-- Provided entries start --

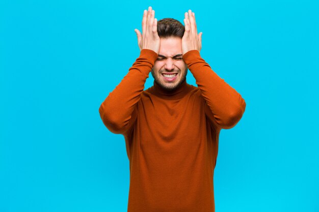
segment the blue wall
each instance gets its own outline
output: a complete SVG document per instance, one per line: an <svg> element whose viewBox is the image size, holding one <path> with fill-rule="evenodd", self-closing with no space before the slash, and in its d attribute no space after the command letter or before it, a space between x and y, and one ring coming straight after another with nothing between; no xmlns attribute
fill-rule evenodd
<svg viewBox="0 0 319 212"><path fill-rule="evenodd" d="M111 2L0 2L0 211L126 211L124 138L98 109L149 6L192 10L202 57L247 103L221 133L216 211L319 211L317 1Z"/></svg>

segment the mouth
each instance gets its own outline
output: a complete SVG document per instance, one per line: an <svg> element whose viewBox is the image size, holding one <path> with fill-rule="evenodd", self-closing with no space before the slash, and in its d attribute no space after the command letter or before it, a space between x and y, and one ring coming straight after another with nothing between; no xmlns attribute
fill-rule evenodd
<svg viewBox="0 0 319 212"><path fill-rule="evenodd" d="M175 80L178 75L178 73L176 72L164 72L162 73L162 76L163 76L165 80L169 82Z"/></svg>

-- Provided entries end --
-- Provided entries start --

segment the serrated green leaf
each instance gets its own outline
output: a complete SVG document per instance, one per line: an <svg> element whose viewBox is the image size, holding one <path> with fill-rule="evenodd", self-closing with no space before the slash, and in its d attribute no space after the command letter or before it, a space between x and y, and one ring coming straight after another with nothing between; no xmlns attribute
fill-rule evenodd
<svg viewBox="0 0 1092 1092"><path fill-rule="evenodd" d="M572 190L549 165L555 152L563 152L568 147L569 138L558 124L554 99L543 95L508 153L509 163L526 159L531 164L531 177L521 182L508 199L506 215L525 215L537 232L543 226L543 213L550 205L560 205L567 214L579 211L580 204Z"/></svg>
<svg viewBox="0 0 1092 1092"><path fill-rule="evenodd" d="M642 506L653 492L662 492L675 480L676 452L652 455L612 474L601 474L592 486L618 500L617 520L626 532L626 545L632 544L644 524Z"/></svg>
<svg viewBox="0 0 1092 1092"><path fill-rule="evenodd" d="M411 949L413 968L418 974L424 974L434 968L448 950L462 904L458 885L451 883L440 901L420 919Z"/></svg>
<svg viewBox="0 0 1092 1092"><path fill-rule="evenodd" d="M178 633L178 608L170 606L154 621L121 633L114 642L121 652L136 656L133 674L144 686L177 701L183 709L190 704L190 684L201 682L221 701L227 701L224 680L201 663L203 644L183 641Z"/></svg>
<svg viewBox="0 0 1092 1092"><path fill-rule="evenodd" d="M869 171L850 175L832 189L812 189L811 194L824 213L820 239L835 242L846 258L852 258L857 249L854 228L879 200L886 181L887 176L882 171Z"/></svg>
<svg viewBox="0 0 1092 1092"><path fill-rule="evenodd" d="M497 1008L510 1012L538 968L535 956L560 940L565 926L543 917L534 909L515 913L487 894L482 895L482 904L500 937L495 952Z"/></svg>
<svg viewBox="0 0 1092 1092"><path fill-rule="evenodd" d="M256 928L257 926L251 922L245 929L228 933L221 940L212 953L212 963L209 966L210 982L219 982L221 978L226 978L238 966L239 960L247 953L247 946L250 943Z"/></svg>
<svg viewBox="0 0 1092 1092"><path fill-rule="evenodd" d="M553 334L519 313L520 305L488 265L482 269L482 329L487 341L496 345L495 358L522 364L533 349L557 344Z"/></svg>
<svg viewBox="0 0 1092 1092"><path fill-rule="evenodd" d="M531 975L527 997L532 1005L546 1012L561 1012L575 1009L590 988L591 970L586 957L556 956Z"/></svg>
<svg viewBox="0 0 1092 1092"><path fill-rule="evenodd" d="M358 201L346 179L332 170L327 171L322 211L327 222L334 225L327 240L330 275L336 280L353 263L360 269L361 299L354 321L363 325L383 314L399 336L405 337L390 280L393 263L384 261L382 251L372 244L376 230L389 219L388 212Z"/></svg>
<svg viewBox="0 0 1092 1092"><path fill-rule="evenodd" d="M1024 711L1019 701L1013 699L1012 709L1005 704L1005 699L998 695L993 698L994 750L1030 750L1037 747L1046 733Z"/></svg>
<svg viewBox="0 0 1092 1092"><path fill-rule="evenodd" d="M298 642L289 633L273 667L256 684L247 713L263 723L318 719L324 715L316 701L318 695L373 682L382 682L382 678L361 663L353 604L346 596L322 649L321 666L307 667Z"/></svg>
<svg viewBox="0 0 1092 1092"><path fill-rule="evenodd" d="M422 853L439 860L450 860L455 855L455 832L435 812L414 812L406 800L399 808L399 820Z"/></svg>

-- Provided entries end --
-- Provided entries start --

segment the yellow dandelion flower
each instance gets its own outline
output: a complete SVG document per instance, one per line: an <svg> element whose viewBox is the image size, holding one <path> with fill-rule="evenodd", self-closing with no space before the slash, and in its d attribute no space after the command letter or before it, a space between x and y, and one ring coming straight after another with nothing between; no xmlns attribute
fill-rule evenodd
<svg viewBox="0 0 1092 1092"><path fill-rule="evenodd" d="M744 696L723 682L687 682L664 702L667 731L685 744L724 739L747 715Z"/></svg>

-- Provided entries end --

Given instruction: Rewrite the lines from the one containing "segment the serrated green leaf" through the one containing "171L850 175L832 189L812", changing "serrated" to "toothed" and leaving everything else unchanged. Return only those lines.

Correct response:
segment the toothed green leaf
each instance gets its own outline
output: a complete SVG document per instance, one per line: an <svg> element whose viewBox is the image size, holding one <path> with fill-rule="evenodd", self-closing with no space before the slash, and in its d attribute no space after the command letter or before it, a space between x and y, and one ring coming straight after another with nothing between; no xmlns attribute
fill-rule evenodd
<svg viewBox="0 0 1092 1092"><path fill-rule="evenodd" d="M572 190L549 165L555 152L563 152L568 147L569 138L558 124L554 99L543 95L508 153L509 163L526 159L531 164L531 177L521 182L508 199L506 215L525 215L537 232L543 226L543 213L550 205L560 205L567 214L579 211L580 204Z"/></svg>
<svg viewBox="0 0 1092 1092"><path fill-rule="evenodd" d="M642 506L653 492L662 492L675 480L676 452L652 455L612 474L601 474L592 486L618 500L617 520L626 532L626 545L632 544L644 524Z"/></svg>
<svg viewBox="0 0 1092 1092"><path fill-rule="evenodd" d="M411 949L413 968L418 974L424 974L434 968L448 950L462 904L458 885L451 883L440 901L420 919Z"/></svg>
<svg viewBox="0 0 1092 1092"><path fill-rule="evenodd" d="M178 633L178 608L170 606L154 621L121 633L114 642L121 652L136 656L133 674L144 686L177 701L183 709L190 704L190 684L201 682L221 701L227 701L224 680L201 663L203 644L183 641Z"/></svg>
<svg viewBox="0 0 1092 1092"><path fill-rule="evenodd" d="M869 171L850 175L832 189L812 189L811 194L824 213L820 239L835 242L846 258L852 258L857 249L854 228L879 200L886 181L887 176L882 171Z"/></svg>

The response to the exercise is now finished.